Page excerpt:
** Begin **

Your task is to use a dataset [1] on quality of Portuguese "Vinho Verde" red wine. The dataset consists of 12 columns describing each wine sample's features (pH, acidity, etc.) and 1 column rating the wine quality ranging from 1 to 10.

Both the [dataset itself](http://archive.ics.uci.edu/ml/machine-learning-databases/wine-quality/winequality-red.csv) and its [description](https://archive.ics.uci.edu/dataset/186/wine+quality) are available online.

Your task is as follows:
1. Load the dataset as `pd.Dataframe`.
2. Group the data based on the `volatile acidity` column into $n$ **equally-sized** groups.
    - $n$ is a natural number (i.e., a positive integer) that does not exceed the number of data points that does not cause any splitting point to fall exactly on duplicate values.
    - If the number of data points is not perfectly divisible by $n$, use the behavior of `pd.qcut()` to handle the grouping.

** End **

What is asked:
a – Answer these questions using the wine quality task description:
(i) How many columns describe the features of each wine sample?
(ii) What range do the wine quality ratings cover?
(iii) Which pandas function's behavior should be used when the number of data points is not perfectly divisible by $n$?
b – List every term that the wine quality task description sets in code formatting.
c – Write the next part of the wine quality task description, picking up after its last sentence.

Supplied material:

** Begin **

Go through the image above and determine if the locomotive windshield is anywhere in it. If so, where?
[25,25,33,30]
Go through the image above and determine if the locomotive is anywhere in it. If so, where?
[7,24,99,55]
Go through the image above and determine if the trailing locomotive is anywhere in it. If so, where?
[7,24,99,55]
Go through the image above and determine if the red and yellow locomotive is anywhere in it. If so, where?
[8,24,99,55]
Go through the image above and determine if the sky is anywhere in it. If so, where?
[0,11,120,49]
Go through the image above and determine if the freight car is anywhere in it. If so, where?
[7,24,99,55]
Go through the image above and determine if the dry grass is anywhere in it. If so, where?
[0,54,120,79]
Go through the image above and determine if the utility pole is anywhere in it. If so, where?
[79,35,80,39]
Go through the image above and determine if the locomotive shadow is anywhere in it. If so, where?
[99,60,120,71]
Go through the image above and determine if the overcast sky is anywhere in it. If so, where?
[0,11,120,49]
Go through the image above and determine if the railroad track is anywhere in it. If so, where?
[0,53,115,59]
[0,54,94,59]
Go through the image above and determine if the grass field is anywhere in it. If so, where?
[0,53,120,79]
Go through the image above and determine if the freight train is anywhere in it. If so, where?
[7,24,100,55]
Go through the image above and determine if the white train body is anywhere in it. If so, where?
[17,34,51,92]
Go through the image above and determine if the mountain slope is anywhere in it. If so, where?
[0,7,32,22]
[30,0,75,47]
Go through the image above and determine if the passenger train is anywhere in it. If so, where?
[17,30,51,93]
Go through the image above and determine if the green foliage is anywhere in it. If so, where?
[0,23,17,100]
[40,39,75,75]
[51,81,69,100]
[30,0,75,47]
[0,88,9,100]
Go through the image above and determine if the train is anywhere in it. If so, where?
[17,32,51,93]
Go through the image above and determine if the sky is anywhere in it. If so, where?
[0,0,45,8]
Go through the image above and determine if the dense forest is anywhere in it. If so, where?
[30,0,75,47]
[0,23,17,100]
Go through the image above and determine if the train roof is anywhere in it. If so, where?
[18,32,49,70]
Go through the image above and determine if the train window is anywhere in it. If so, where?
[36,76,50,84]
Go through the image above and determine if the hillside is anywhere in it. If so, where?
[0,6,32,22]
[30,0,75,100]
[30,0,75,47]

** End **
** Begin **

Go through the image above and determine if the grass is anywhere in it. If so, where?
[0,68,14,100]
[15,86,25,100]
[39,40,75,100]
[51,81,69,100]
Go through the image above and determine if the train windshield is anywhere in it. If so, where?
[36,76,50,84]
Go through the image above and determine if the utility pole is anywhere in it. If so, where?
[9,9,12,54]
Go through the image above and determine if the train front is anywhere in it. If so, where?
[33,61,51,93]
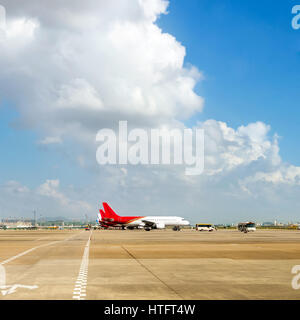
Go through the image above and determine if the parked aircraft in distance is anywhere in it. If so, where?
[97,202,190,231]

** End **
** Begin **

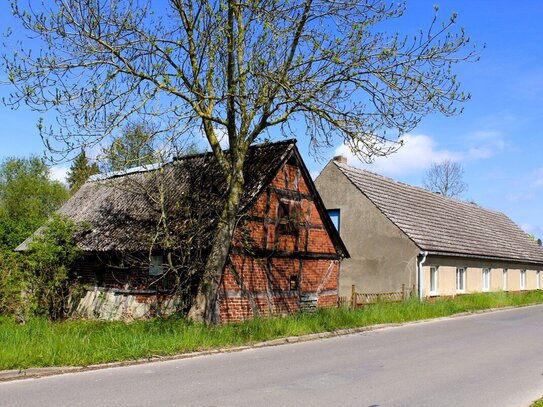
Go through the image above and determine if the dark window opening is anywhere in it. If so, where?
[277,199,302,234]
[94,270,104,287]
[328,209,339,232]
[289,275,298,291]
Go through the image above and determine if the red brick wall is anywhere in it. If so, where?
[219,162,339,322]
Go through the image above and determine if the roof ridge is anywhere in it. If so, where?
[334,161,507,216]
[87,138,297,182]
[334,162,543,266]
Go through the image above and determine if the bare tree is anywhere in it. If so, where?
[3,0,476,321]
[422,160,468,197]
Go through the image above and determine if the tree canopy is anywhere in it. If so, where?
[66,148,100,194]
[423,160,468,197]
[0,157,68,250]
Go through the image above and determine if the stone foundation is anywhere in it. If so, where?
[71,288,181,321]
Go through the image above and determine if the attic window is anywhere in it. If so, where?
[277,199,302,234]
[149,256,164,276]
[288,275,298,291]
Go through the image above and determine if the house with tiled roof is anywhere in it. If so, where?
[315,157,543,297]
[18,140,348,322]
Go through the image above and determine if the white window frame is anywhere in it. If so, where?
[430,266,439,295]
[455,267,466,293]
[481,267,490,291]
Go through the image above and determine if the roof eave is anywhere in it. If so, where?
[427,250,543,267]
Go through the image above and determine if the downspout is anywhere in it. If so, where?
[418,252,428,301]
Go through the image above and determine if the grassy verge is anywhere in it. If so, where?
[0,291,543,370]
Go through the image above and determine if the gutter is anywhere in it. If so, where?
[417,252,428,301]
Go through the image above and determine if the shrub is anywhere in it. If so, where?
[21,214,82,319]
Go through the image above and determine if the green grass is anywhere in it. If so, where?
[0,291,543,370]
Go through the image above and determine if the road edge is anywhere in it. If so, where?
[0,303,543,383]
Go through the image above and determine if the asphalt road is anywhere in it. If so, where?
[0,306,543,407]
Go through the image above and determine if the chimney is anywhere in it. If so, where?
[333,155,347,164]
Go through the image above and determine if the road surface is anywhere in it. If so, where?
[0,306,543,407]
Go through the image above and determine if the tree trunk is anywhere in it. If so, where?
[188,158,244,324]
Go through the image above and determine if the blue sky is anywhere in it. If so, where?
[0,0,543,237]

** End **

Results in order:
a –
(i) 12 columns
(ii) From 1 to 10
(iii) `pd.qcut()`

b – `pd.Dataframe`, `volatile acidity`, `pd.qcut()`

c –
3. For each of the groups you created, select only the rows where the value in the "quality" column is equal to 5.
4. Calculate the mean of the `alcohol` values within these filtered rows for each group.
5. Return the minimum of the mean alcohol values among all the groups.

**Submission Guidelines:**<br>
When submitting your solution, only submit the entire `homework()` function. Submit by selecting this week's assignment in the Omnicampus homework section, pasting the function into the submission area, and then clicking [Submit Python Code].

Please pay attention to the following points when submitting.
- Erase the `!!WRITE ME!!` when submitting
- The return value of the function should be type numeric
- Write your answer as one function

## Deadline
2/9 (Sun) 23:59

## 1. Importing Libraries

In [1]:
import numpy as np
import pandas as pd
from pandas import DataFrame

## 2. Downloading the Dataset
We will download the dataset using `wget` command.

In [2]:
!wget http://archive.ics.uci.edu/ml/machine-learning-databases/wine-quality/winequality-red.csv

--2025-03-05 14:56:34--  http://archive.ics.uci.edu/ml/machine-learning-databases/wine-quality/winequality-red.csv
Resolving archive.ics.uci.edu (archive.ics.uci.edu)... 128.195.10.252
Connecting to archive.ics.uci.edu (archive.ics.uci.edu)|128.195.10.252|:80... connected.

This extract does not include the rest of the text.